| STATED PROBLEM A |
State how many lines of the records below contain the word "algae", counting case, and give only the number.

| SOURCE EXTRACT |
But the difficulty with the plaintiff's claim that he may now occupy the position of a certificate holder and thus escape from the bar of the foreclosure judgment is, if possible, still more fundamental. More than twelve years before the commencement of this action, the plaintiff exchanged his trust certificates for the stock of the Mariposa Land and Mining Company of New York, and about eight years before he exchanged that stock for the stock of the California company, and so at the time of the trial of this action he had not, for nearly twenty years, been a holder of any trust certificates, and during all that time he had been a stockholder in one or the other of the two corporations, enjoying whatever advantages that position gave him. He has never surrendered his stock nor demanded the return of his certificates, and he has never rescinded in any legal way the transactions by which his trust certificates were transmuted into stock. He did not offer in his complaint to surrender or give up his stock, and did not even there ask for any rescission of the exchanges mentioned. Even if he was not bound to rescind the transactions claimed to be affected with fraud, and to offer to surrender his stock and demand to be re-instated in his position as a certificate holder before the commencement of this action, or even in his complaint, he was at least bound to do these things at the trial, and there he utterly failed to do them. There he stood upon the allegations contained in his complaint, and the complaint, as we must now assume, was dismissed upon all the grounds which could be made against it.

| STATED PROBLEM B |
In the court opinion passage above, what did the plaintiff receive in exchange for his trust certificates more than twelve years before this action began?

| SUPPLIED ENTRIES |
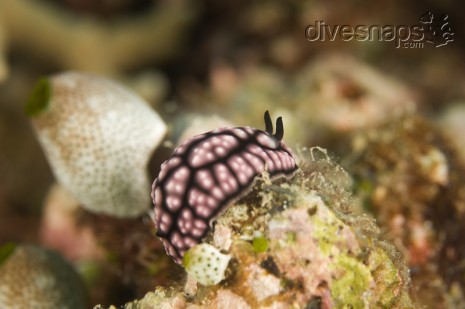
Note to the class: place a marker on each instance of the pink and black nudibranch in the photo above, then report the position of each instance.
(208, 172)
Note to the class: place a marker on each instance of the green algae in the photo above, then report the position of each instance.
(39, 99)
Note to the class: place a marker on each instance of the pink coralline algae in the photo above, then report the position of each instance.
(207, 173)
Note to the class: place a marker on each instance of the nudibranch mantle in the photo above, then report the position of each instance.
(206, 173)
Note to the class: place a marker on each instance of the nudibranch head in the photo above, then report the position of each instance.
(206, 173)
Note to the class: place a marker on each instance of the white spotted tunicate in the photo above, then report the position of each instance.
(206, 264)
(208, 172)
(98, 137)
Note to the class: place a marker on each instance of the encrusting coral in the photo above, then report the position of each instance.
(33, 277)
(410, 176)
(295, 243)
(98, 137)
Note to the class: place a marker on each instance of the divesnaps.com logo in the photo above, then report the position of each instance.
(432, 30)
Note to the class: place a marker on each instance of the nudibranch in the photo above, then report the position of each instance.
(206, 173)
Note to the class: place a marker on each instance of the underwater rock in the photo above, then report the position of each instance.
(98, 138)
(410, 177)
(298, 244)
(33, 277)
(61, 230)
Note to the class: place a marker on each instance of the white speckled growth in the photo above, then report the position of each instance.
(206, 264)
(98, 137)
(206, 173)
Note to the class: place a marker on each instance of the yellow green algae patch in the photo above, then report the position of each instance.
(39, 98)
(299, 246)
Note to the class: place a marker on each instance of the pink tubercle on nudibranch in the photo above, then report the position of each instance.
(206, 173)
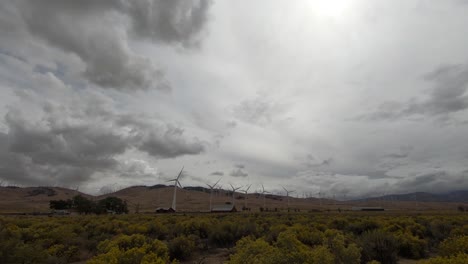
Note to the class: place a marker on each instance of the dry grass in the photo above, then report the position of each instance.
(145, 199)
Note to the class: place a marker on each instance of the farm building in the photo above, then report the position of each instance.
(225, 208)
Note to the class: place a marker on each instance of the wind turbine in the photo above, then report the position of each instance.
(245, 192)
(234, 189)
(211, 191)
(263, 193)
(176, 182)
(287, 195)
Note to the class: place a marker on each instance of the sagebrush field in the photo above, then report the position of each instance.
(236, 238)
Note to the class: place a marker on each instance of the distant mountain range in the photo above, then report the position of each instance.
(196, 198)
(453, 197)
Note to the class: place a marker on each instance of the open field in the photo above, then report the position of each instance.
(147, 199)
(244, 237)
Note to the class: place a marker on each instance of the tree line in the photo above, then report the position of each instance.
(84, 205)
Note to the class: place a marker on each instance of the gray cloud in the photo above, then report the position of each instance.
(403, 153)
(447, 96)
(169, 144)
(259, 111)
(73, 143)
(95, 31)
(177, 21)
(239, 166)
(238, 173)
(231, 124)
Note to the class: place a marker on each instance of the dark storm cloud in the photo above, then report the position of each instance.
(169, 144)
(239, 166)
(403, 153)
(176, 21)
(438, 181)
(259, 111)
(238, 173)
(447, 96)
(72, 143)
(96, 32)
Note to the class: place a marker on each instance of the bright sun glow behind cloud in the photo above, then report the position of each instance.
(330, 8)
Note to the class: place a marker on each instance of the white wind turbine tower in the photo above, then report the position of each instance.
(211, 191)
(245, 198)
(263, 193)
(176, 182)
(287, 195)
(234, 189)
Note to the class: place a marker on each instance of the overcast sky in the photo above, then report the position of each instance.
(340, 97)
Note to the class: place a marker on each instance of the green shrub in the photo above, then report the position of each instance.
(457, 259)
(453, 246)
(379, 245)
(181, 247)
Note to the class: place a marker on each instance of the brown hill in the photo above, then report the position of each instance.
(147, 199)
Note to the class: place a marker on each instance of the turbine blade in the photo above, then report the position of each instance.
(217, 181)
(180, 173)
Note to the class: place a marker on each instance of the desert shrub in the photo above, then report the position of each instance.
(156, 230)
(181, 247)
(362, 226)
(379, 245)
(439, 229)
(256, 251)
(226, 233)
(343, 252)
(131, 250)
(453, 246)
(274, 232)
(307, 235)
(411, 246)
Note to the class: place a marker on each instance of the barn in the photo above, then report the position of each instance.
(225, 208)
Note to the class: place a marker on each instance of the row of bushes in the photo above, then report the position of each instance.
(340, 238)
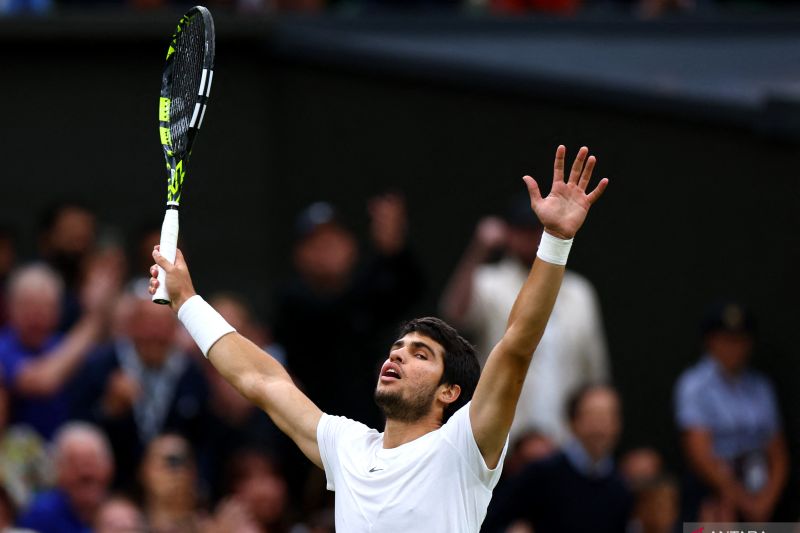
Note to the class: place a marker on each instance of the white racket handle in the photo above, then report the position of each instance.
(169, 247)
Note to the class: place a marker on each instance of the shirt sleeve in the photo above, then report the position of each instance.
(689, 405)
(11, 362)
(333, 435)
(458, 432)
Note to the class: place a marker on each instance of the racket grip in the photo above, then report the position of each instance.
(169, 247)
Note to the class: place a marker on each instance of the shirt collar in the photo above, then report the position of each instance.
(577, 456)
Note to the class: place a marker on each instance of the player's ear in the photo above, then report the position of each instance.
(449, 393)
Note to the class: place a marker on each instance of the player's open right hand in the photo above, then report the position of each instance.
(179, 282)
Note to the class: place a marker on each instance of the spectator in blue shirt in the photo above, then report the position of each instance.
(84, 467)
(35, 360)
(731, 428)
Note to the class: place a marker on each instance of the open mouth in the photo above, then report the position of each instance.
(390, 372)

--

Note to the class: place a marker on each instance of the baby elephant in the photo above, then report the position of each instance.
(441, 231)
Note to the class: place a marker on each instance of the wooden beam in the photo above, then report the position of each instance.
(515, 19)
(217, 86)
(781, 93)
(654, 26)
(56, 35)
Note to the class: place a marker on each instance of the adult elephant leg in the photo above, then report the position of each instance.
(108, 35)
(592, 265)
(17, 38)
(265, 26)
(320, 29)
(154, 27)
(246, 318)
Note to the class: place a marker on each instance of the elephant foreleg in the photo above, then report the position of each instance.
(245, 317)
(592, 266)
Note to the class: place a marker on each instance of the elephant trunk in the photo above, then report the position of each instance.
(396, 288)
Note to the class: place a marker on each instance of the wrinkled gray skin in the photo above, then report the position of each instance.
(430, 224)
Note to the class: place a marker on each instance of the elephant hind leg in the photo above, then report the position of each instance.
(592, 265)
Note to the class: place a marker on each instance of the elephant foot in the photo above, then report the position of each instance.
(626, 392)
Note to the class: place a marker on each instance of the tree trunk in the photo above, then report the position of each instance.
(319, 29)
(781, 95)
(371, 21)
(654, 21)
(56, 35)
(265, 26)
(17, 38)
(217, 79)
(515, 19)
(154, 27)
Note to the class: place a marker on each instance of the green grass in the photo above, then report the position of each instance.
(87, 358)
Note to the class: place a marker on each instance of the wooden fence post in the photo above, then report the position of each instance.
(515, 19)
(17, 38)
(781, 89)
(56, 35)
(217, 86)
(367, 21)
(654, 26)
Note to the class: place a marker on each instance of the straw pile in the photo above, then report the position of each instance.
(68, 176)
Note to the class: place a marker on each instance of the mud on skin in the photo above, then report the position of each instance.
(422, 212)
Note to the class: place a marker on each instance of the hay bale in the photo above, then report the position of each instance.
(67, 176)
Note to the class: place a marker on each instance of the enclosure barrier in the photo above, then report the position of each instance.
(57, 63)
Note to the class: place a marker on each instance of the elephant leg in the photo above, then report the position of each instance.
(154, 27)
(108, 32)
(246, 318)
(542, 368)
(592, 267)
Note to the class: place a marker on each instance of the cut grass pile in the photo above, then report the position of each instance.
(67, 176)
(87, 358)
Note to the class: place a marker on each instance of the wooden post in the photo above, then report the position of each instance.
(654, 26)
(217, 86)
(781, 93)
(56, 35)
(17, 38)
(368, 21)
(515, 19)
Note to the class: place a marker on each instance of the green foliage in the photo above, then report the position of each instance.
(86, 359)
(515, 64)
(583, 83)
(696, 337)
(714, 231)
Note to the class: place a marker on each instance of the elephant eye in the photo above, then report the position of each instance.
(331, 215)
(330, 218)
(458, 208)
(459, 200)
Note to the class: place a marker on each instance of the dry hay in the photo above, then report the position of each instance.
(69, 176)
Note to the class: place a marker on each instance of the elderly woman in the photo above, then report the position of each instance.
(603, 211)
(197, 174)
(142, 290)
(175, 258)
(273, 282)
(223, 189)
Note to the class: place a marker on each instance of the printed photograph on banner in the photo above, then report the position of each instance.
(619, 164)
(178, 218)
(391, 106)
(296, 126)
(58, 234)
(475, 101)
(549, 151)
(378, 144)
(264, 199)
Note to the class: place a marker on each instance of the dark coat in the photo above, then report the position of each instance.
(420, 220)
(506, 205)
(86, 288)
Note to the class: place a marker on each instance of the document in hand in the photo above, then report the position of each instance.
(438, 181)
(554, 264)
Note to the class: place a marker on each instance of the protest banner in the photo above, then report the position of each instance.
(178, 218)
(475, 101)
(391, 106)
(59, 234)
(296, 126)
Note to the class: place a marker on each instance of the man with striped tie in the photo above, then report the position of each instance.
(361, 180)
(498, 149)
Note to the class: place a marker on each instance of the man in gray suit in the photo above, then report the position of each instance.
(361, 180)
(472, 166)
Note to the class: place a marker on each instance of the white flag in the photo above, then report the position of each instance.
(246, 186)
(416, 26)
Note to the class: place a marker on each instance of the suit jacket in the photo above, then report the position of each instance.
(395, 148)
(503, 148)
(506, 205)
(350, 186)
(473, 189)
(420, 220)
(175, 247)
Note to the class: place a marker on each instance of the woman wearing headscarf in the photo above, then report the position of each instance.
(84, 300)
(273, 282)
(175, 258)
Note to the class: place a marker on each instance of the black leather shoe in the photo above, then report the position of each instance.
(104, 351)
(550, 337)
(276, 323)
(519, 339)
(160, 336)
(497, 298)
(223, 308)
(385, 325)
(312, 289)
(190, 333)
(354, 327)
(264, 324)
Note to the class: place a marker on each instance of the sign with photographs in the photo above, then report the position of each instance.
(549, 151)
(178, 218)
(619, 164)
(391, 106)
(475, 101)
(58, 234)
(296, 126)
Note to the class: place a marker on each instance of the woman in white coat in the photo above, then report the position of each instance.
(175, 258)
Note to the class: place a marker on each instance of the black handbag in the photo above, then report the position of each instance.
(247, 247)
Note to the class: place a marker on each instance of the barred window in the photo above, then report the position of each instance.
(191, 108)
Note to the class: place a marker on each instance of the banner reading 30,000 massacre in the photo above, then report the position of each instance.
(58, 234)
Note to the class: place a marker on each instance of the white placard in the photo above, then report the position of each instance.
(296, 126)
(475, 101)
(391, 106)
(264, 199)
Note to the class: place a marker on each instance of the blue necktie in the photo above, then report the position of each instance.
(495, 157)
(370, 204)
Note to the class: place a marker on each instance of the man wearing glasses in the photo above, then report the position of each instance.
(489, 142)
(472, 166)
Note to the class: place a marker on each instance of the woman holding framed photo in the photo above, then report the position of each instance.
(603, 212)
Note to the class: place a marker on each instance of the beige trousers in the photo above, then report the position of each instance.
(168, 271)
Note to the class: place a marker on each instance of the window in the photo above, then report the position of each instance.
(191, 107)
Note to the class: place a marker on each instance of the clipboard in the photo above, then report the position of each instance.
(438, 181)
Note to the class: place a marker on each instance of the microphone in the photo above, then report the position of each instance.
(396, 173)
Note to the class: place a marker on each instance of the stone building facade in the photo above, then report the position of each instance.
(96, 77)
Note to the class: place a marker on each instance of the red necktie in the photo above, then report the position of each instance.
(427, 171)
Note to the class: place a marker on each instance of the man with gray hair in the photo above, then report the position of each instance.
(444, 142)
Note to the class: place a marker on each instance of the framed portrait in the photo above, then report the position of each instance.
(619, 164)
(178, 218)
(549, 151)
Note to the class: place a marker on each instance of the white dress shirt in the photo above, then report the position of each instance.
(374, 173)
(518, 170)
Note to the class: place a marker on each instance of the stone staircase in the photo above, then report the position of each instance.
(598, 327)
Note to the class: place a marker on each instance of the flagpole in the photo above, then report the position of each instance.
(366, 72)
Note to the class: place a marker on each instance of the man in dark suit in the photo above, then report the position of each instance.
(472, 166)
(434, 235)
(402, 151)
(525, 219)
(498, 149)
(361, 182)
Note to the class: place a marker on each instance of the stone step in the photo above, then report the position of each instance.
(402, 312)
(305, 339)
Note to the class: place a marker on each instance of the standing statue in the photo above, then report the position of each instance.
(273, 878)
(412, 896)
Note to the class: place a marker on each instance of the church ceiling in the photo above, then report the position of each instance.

| EXPECTED ANSWER A |
3

| EXPECTED ANSWER B |
Stock of the Mariposa Land and Mining Company of New York.